▸ Aim
All of the records listed below should be retyped exactly.

▸ The input

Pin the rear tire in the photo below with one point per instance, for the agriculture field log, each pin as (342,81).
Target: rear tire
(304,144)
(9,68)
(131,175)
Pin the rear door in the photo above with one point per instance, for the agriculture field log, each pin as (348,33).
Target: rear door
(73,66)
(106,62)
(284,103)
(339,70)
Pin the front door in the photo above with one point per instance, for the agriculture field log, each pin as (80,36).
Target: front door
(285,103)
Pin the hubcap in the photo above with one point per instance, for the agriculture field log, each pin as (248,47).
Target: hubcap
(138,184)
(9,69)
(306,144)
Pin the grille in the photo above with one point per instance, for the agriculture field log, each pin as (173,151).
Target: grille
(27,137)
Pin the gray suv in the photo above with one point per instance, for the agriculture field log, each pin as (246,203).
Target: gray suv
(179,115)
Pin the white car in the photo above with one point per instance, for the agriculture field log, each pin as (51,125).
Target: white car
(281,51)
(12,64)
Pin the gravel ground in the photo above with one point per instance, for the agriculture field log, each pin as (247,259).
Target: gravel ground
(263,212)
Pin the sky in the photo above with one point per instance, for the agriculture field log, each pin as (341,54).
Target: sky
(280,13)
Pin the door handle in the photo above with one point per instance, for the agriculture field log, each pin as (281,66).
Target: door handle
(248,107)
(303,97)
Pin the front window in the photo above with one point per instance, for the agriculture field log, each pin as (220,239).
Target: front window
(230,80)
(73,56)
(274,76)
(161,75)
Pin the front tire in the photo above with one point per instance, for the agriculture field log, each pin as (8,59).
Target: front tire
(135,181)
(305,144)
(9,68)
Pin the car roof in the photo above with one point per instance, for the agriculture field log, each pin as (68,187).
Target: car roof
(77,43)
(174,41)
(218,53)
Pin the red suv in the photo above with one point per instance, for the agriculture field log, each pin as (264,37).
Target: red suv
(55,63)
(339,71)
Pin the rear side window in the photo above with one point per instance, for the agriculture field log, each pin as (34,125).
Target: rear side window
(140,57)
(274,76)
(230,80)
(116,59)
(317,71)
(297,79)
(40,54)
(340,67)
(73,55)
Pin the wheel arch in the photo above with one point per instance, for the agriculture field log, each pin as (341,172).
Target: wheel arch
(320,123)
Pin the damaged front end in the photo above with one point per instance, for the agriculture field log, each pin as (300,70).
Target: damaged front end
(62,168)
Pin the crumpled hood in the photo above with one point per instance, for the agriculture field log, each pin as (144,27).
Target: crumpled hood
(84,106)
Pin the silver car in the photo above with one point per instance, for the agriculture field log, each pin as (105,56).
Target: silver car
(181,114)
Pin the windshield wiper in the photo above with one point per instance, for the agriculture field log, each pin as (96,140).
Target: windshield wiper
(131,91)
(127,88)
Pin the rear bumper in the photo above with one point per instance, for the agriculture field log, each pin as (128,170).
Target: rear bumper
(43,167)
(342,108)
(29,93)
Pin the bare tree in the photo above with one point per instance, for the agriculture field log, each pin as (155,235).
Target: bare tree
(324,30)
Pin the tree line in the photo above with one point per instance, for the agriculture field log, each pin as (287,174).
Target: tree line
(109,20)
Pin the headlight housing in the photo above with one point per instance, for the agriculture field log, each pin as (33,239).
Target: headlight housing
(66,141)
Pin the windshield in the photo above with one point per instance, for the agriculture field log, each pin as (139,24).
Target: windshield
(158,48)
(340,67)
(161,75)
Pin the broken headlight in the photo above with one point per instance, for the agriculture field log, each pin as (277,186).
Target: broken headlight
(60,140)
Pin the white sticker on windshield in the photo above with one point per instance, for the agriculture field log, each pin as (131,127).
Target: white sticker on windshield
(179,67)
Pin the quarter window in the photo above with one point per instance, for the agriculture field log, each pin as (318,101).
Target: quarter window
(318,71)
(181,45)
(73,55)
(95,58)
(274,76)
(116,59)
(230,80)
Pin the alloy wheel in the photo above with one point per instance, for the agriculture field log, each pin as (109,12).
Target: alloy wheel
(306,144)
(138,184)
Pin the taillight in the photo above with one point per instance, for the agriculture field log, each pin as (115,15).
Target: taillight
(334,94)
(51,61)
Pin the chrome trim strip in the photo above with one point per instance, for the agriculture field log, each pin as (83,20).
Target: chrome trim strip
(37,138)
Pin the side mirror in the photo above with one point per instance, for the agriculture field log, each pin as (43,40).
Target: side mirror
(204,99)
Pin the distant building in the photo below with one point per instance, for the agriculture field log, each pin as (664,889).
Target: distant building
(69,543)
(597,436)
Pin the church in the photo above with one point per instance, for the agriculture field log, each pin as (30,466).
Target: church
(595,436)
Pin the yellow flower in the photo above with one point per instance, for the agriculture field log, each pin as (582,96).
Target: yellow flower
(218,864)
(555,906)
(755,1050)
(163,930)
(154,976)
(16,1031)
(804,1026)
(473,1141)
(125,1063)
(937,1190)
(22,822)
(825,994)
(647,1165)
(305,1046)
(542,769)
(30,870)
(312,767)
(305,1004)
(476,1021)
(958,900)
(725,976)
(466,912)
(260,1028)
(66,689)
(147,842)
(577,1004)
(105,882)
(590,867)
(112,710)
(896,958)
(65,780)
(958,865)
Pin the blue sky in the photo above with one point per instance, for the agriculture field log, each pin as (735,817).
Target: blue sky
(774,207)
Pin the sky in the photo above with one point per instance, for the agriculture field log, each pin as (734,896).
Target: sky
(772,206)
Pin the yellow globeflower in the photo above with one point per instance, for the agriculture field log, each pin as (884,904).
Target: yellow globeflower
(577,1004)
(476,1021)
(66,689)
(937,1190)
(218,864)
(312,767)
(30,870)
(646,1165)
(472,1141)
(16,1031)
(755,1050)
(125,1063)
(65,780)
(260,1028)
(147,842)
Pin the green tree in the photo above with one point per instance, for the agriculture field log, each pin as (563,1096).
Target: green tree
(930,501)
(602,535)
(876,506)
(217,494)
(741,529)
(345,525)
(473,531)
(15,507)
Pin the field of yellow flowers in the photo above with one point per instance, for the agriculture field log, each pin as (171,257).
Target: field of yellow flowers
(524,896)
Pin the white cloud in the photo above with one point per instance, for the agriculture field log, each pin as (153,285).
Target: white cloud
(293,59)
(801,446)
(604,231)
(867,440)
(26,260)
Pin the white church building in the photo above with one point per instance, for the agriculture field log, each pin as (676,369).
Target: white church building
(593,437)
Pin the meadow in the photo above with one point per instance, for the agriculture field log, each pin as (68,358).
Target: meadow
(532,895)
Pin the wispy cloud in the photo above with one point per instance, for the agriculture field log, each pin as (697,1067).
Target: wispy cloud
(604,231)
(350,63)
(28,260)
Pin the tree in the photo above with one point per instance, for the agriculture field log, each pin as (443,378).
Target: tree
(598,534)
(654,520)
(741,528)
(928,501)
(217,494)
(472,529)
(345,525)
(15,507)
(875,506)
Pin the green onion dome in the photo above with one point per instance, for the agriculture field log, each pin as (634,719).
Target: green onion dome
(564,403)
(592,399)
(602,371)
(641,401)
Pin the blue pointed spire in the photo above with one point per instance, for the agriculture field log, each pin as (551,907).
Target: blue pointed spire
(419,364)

▸ Answer
Pin the rear tire in the photo below with one point per instance, for the agriculture field log, each pin as (342,81).
Target: rear tire
(304,144)
(9,68)
(131,175)
Pin the rear door in the photo above with one point per instance, for the agriculture field log, each pin as (348,33).
Target: rear door
(73,66)
(106,62)
(284,103)
(339,70)
Pin the front door in the photo above with one point per instance, for the agriculture field log, each pin as (80,36).
Target: front door
(285,103)
Pin the hubcap in the photo above with one point per instance, for the agriculture field log, each pin as (248,47).
Target: hubcap
(138,184)
(9,69)
(306,144)
Pin the grille in the photo above with one point per instance, for the agriculture field log, each pin as (173,151).
Target: grille
(27,137)
Pin the gray suv in the photo above with one point per instance, for the agriculture field log, each pin as (246,203).
Target: gray suv
(179,115)
Pin the white car in the photo above with one point per instance, for the agriculture field log, each pin as (51,125).
Target: white car
(281,51)
(12,64)
Pin the gravel ground in the photo above with one point per instance, for the agriculture field log, each pin as (247,259).
Target: gravel ground
(263,212)
Pin the sky in the photo above with one point per instance, for the agriculture field log, each pin as (341,54).
Target: sky
(280,13)
Pin the door handle in the photo above with one point per instance, for the agriculture field log, each pin as (281,66).
Target: door handle
(248,107)
(303,97)
Pin the front window in the photo above with one point per instance, for the agriculture field log, each pin as (220,239).
Target: front window
(230,80)
(73,56)
(274,76)
(161,75)
Pin the front tire in the photo above with one point per instance, for the agriculture field log, each pin as (8,59).
Target: front tire
(135,181)
(305,144)
(9,68)
Pin the car roof in the photo above with one point per instance, for the agriculture field log, each pin as (68,187).
Target: car roof
(77,43)
(174,41)
(218,53)
Pin the red suv in the photo above with one point per instance, for the agriculture field log, each pin as (264,37).
Target: red suv
(55,63)
(339,71)
Pin the rear side window in the photo above with one point per instance, for the agriculture field log, each pin as (34,125).
Target: rear side window
(140,57)
(274,76)
(230,80)
(116,59)
(317,71)
(297,79)
(40,54)
(340,67)
(73,55)
Pin the wheel arch in the photo above with one point per instance, for the agriculture field log, each pin as (341,172).
Target: wheel arch
(320,123)
Pin the damaged front end in the photo above with one point per instance, for the agriculture field log, each pin as (300,70).
Target: damaged front end
(62,168)
Pin the crumpled hood in the photo above with one point per instance, for the agriculture field log, each pin as (144,27).
Target: crumpled hood
(84,106)
Pin the silver car in the photo above with one point per instance, for the agriculture field log, each pin as (105,56).
Target: silver car
(181,114)
Pin the windshield wiper in the photo above with one point per instance, for the agriculture field log, each pin as (96,140).
Target: windshield wiper
(131,91)
(127,88)
Pin the rear bumper in the photo above with one point per instance, for the agriculture field log, each pin as (128,170).
Target: rear bumper
(43,167)
(342,108)
(29,93)
Pin the bare tree in the photo above with one point per instance, for the agriculture field log, each pin as (155,235).
Target: bare tree
(324,30)
Pin the tree line in the photo above with one point per instance, for the agriculture field log, each pin as (287,174).
Target: tree line
(109,20)
Pin the headlight housing in the photo above with one point per instance, for the agriculture field log, each pin as (33,239).
Target: headlight housing
(66,141)
Pin the windshield in the photo above with one point per instance, for the agriculture field log, each pin as (139,24).
Target: windshield
(158,48)
(340,67)
(161,75)
Pin the broken headlight in the photo above with one point per instance, for the agriculture field log, each pin as (277,186).
Target: broken headlight
(60,140)
Pin the white sticker on windshield in the photo above with one point per instance, for the agriculture field log, each pin as (131,127).
Target: white sticker on windshield
(179,67)
Pin the quarter window in the photo above with one point per instance, for the agriculture field log, each pin as (318,101).
Target: quarter window
(318,71)
(181,45)
(73,55)
(95,58)
(274,76)
(116,59)
(230,80)
Pin the alloy wheel in the photo above with one point per instance, for the agriculture field log, each pin as (109,12).
Target: alloy wheel
(306,144)
(138,184)
Pin the taillight in the photo above with one point per instance, for the agriculture field log, each pin as (115,15).
Target: taillight
(334,94)
(51,61)
Pin the chrome trim strip in the photo above with one point per instance, for the agriculture field log, each pin as (83,20).
Target: chrome trim strip
(37,138)
Pin the side mirror in the photo above with one point per instance, for the agriculture field log, each pin as (43,40).
Target: side mirror
(204,99)
Pin the distant building in the photo below with one point per instance, for the agriculture field log, each pin as (664,889).
Target: distant building
(69,543)
(597,436)
Pin the church in the photo above with one point per instance, for the agriculture field log, each pin as (30,466).
Target: church
(595,436)
Pin the yellow flower in the photo above with one point per instance, for the agriculture field log, each pin as (582,96).
Target: yellow flower
(218,864)
(555,906)
(755,1050)
(163,930)
(154,976)
(16,1031)
(804,1026)
(473,1141)
(125,1063)
(937,1190)
(22,822)
(825,994)
(647,1165)
(305,1046)
(542,769)
(30,870)
(312,767)
(305,1004)
(476,1021)
(958,900)
(725,976)
(466,912)
(260,1028)
(66,689)
(147,842)
(577,1004)
(105,882)
(590,867)
(112,710)
(896,958)
(65,780)
(958,865)
Pin the blue sky in the photo above with one point per instance, for the agriculture field log, each pin as (735,817).
Target: blue sky
(774,207)
Pin the sky in the photo above with one point per instance, for the agriculture field log, each pin as (734,896).
Target: sky
(772,206)
Pin the yellow globeflower in the photo above with one point per instance, for the agriculture field log, each pin as (884,904).
Target: yellow globeflower
(577,1004)
(476,1021)
(66,689)
(937,1190)
(218,864)
(312,767)
(30,870)
(646,1165)
(472,1141)
(16,1031)
(755,1050)
(125,1063)
(65,780)
(260,1028)
(147,842)
Pin the green tree in the photo above with one point per instance, for the agriculture field log, each pin as (563,1096).
Target: green tree
(930,501)
(602,535)
(876,506)
(217,494)
(741,529)
(345,525)
(473,531)
(15,507)
Pin the field of yellow flowers in the photo above with one point per instance, for the agriculture field log, each pin as (171,257).
Target: field of yellow flowers
(524,896)
Pin the white cloud in the photo above with one point per instance, for the agriculture field log, each pin as (153,285).
Target: white cloud
(293,59)
(801,446)
(604,231)
(867,440)
(26,260)
Pin the white church building in the photo above with one point per instance, for the agriculture field log, each pin as (676,369).
Target: white church building
(593,437)
Pin the meadow in the photo above with one point per instance, for the agriculture field log, each pin as (68,358).
Target: meadow
(532,895)
Pin the wispy cloud in the photo above with one point per instance, for the agriculture field log, each pin as (697,1067).
Target: wispy cloud
(604,231)
(350,63)
(28,260)
Pin the tree in the photo above with one point per instance, for the agriculture field log, each pin as (443,378).
Target: tree
(598,534)
(654,520)
(741,528)
(928,501)
(217,494)
(472,529)
(345,525)
(15,507)
(875,506)
Pin the green onion dome in the photo above with one point per instance, for the agriculture field log, each pin as (634,719).
Target: green onion dome
(564,403)
(592,399)
(602,371)
(641,401)
Pin the blue pointed spire in the photo above with one point per instance, for the agriculture field log, each pin as (551,907).
Target: blue pointed spire
(419,364)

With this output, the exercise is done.